- **Exercise instructions**: Starting at the line below that contains "In the photo below, where can the man's", print each line through the end of the records exactly as it appears.

* * * *

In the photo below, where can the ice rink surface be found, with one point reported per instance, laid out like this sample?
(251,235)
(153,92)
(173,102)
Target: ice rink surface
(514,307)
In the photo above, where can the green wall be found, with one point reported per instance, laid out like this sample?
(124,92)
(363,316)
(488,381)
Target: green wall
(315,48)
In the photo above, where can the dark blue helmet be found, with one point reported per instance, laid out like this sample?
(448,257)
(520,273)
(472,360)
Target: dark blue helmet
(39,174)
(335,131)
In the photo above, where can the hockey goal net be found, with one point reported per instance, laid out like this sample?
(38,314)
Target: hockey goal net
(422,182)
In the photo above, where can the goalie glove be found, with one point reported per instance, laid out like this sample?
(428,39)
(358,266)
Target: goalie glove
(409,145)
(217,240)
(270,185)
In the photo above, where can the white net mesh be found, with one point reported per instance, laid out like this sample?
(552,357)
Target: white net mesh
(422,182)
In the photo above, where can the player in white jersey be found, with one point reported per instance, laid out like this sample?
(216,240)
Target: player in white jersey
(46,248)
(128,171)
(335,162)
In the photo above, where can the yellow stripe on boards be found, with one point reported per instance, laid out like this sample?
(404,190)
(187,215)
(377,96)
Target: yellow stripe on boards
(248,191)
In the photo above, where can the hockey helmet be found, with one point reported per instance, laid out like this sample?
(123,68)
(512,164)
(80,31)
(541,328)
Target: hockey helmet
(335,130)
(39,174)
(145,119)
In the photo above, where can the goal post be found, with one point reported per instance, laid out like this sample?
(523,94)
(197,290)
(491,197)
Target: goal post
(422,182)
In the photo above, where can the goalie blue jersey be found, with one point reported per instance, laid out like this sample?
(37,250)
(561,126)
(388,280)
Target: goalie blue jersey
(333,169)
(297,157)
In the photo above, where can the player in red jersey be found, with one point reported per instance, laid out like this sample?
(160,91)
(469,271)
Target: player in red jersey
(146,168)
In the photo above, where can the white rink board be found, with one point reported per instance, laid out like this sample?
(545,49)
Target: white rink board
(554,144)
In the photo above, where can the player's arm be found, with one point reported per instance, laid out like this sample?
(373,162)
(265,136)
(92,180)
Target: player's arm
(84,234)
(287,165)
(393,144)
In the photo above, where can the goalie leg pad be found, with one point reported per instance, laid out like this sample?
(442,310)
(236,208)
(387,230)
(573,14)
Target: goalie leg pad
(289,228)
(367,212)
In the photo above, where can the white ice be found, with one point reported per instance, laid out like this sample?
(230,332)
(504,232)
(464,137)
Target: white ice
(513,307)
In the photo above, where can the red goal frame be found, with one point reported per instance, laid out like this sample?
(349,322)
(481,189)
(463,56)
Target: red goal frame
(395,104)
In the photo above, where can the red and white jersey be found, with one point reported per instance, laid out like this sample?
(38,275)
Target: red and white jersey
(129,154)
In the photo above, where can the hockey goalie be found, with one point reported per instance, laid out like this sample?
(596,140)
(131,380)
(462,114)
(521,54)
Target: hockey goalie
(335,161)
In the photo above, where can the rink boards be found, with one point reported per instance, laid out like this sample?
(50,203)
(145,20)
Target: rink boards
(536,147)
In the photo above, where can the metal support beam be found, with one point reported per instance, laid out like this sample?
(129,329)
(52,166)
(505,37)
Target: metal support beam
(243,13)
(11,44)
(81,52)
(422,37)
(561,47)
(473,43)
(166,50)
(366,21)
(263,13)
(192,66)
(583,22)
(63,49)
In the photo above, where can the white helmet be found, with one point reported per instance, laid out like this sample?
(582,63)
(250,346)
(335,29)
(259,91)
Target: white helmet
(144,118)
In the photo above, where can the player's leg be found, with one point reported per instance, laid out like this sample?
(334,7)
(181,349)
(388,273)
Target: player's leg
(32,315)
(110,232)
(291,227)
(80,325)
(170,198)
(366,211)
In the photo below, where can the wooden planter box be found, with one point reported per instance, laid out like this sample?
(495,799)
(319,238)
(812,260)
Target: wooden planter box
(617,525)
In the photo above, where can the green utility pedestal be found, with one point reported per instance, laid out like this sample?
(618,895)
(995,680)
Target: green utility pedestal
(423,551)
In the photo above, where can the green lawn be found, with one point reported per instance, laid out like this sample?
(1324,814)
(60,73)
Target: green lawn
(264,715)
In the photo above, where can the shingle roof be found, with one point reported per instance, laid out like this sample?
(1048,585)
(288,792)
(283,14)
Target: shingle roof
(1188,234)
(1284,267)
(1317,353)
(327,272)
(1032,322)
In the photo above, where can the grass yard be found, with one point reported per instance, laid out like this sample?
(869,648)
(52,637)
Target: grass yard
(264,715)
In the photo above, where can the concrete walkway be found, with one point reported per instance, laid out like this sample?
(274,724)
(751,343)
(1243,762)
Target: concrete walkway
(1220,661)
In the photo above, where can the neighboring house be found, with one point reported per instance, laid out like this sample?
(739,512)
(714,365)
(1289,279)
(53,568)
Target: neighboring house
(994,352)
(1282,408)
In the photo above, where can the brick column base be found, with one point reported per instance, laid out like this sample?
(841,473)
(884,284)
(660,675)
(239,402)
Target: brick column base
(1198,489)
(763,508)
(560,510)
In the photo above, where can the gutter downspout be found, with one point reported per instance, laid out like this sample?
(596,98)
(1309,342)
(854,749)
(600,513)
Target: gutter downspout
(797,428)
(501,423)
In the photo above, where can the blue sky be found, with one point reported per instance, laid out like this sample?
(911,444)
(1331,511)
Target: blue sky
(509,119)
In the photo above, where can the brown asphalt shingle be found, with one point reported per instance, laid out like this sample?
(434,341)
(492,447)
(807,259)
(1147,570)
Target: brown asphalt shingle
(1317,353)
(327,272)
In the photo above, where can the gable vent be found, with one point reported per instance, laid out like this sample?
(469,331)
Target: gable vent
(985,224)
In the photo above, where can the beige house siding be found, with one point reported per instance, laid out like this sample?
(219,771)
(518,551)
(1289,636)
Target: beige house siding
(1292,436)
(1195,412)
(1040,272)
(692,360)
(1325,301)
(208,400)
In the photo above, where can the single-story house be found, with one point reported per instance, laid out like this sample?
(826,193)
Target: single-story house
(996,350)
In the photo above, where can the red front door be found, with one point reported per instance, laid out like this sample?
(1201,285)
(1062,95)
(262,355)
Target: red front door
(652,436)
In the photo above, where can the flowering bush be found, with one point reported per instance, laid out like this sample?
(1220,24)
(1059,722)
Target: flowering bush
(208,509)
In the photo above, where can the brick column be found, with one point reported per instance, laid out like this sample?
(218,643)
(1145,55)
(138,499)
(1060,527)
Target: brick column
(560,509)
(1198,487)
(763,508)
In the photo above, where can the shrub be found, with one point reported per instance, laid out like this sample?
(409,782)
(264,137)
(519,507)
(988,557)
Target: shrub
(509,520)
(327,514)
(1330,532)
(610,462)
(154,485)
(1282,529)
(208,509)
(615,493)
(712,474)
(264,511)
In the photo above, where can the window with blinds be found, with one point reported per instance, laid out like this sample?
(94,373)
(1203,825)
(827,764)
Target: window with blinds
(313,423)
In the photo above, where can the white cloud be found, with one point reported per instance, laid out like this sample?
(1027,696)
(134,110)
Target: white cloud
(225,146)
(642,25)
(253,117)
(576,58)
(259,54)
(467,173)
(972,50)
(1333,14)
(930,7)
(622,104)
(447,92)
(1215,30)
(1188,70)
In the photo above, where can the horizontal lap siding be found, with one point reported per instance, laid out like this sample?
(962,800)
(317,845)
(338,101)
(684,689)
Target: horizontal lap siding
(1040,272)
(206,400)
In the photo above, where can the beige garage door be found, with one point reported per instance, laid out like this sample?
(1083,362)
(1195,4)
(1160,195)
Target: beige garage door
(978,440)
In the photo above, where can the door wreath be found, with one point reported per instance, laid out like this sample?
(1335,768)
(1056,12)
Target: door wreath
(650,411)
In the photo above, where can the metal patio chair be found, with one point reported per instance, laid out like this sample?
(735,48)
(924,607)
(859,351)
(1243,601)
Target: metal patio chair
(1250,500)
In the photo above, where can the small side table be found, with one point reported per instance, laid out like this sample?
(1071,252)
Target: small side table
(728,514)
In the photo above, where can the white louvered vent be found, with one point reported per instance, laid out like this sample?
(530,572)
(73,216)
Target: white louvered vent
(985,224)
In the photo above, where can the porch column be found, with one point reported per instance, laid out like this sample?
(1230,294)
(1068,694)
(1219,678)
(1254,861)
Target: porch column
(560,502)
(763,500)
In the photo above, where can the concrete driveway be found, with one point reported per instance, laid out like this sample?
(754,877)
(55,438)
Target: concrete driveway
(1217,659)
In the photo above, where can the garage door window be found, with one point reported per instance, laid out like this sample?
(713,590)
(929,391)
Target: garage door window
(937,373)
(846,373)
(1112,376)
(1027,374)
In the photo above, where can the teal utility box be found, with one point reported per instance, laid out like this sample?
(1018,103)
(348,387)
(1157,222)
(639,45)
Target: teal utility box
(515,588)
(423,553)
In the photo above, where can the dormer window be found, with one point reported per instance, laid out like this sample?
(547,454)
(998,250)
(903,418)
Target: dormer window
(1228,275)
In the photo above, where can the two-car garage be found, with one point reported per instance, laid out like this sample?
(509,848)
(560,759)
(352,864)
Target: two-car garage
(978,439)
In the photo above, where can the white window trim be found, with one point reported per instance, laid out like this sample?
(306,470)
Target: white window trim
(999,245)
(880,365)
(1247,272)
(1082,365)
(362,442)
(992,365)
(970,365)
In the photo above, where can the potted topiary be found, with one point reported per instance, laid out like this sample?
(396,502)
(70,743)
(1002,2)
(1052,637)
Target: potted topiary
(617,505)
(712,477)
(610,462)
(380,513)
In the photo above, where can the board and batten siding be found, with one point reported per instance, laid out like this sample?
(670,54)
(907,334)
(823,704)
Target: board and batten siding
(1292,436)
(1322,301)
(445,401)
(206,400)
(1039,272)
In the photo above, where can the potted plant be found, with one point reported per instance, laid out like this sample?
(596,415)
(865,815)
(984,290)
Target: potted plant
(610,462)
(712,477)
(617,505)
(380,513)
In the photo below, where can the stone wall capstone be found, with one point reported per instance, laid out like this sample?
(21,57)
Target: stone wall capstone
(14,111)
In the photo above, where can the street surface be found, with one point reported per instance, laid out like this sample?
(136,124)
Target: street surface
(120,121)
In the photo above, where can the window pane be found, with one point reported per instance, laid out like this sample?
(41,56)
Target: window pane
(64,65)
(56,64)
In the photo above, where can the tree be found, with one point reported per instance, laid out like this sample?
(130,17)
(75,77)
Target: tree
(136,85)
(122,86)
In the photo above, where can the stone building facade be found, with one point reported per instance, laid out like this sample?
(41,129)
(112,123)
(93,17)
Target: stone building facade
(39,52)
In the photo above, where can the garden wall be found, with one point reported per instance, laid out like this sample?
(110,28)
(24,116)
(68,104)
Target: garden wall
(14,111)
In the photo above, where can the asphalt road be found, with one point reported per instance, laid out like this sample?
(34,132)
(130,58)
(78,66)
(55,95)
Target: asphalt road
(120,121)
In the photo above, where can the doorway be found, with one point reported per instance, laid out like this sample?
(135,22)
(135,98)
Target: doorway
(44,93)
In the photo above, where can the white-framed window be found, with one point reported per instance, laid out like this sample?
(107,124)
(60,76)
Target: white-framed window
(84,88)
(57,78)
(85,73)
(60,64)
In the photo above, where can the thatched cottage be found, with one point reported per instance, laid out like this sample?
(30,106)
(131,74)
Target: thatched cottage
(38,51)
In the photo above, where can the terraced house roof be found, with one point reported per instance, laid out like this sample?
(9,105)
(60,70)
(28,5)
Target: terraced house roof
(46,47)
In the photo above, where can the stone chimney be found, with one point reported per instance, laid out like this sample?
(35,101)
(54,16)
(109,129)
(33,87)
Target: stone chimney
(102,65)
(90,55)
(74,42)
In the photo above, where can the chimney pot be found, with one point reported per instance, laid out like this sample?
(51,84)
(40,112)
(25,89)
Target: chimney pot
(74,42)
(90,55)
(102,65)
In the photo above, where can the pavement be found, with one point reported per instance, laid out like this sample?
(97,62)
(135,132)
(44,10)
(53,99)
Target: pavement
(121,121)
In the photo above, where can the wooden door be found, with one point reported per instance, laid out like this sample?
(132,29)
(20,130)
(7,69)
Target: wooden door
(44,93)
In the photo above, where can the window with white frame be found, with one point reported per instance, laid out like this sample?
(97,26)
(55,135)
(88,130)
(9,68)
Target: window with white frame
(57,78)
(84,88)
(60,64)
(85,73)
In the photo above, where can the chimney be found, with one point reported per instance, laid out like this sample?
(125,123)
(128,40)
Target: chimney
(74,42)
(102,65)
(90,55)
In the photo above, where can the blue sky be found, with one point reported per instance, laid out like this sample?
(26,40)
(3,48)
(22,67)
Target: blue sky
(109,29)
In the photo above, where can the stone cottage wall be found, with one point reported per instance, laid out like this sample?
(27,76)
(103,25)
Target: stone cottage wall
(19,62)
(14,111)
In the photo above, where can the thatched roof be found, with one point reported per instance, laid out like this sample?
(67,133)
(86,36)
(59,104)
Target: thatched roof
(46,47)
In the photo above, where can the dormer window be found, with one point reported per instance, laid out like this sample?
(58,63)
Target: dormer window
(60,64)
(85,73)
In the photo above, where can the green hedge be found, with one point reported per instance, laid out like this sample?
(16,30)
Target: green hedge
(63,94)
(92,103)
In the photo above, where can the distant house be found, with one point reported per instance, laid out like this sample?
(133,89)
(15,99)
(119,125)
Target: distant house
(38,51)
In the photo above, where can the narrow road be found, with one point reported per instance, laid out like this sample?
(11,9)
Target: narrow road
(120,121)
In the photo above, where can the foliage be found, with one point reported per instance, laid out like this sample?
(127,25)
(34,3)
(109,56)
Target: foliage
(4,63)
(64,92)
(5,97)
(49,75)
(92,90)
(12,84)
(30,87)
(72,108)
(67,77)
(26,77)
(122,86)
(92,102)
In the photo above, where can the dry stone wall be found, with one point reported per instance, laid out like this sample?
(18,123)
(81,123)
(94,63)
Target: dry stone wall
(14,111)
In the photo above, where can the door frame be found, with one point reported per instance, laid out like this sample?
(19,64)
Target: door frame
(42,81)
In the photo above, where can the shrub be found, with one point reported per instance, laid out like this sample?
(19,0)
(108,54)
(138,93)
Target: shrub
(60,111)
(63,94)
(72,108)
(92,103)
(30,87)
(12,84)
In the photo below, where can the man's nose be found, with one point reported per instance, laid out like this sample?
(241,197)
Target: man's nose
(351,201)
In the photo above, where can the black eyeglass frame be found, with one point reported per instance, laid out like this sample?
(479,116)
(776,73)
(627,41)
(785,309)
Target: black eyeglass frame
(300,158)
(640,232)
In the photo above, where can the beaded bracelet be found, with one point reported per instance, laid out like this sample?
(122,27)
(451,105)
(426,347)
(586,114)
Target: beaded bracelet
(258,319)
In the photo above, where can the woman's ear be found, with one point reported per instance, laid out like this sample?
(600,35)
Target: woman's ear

* * * *

- **Worked answer**:
In the photo below, where can the man's nose be found, with one point reported per instance, laid out like this sample?
(241,197)
Target: man's nose
(351,201)
In the photo above, where can the black eyeglass frame be found, with one point reported per instance, laid out like this sample?
(479,116)
(776,73)
(627,41)
(785,309)
Target: black eyeglass frame
(300,158)
(640,232)
In the photo above, where can the beaded bracelet be found, with one point reported per instance, laid out like this sample?
(122,27)
(451,105)
(426,347)
(586,114)
Target: beaded bracelet
(258,319)
In the photo above, where can the woman's ear be found, with one point reported per instance, laid out like this sample?
(600,35)
Target: woman's ear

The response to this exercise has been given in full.